→ **PROBLEM TO SOLVE**:
Resize the lines starting with the line containing "Note: indicate the brick" and going on through the line containing "<point>576,390</point>", repeating each line in full with its request. Multiply every coordinate in the answers by 0.45 and round to whole numbers, with halves rounding up.

Entries from a point annotation set:
━━━━
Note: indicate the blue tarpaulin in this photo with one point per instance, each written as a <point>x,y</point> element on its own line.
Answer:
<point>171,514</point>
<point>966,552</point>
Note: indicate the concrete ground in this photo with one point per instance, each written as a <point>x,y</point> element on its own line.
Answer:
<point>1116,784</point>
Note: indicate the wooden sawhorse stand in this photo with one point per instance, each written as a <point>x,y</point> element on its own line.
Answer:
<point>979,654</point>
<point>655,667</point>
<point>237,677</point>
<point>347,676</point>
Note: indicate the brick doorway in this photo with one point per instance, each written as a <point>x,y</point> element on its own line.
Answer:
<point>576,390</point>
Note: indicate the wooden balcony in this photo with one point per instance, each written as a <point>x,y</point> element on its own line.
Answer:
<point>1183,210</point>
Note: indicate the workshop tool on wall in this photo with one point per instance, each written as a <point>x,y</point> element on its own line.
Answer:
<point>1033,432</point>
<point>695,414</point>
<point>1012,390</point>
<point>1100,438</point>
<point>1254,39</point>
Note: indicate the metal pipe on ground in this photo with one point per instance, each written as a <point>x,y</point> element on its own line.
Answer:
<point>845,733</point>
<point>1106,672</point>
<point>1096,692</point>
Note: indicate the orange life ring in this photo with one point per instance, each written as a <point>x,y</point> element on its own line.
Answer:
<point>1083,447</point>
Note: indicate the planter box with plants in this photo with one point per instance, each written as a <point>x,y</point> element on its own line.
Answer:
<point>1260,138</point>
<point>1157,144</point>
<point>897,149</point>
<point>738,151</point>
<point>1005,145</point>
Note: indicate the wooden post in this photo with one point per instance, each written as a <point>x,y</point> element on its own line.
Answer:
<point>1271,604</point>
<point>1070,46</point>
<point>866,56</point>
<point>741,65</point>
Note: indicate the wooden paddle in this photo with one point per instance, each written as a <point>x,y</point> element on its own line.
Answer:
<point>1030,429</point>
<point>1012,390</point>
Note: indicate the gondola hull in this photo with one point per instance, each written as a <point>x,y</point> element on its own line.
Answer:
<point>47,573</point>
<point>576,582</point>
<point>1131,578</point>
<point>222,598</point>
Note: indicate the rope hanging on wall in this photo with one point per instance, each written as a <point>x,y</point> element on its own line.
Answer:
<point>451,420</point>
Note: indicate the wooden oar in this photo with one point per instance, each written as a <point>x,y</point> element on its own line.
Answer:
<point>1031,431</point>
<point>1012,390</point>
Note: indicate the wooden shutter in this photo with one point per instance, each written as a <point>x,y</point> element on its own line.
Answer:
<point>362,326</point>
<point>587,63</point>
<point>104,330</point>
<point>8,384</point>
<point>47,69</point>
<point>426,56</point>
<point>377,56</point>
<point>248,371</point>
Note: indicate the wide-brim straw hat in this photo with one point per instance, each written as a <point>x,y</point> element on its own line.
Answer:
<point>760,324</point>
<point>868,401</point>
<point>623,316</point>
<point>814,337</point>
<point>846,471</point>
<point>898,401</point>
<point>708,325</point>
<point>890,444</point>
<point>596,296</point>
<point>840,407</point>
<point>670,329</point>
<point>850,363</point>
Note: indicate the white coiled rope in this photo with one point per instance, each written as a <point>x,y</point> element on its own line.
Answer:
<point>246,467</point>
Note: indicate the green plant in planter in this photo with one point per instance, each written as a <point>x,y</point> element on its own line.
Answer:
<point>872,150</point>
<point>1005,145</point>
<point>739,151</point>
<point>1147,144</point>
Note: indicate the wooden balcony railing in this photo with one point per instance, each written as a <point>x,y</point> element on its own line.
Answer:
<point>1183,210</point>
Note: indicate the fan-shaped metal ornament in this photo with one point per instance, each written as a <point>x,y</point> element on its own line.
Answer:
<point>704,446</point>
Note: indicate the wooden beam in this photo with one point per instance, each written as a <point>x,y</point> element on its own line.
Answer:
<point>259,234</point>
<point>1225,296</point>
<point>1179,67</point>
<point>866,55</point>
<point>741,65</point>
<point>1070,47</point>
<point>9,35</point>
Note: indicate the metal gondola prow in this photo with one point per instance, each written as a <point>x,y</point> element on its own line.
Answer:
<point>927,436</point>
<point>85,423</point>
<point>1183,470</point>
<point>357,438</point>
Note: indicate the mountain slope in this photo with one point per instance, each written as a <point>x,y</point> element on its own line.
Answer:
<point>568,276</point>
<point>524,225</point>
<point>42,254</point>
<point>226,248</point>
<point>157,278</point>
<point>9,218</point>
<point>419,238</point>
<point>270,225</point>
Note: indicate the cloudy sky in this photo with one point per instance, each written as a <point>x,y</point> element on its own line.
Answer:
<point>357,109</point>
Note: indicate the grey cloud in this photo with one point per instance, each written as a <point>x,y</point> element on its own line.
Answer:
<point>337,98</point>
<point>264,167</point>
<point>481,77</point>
━━━━
→ **RESPONSE TO THE EXERCISE**:
Note: indicate the brick doorway in this photo with one point per instance, each written as a <point>x,y</point> element on its own line.
Answer:
<point>259,176</point>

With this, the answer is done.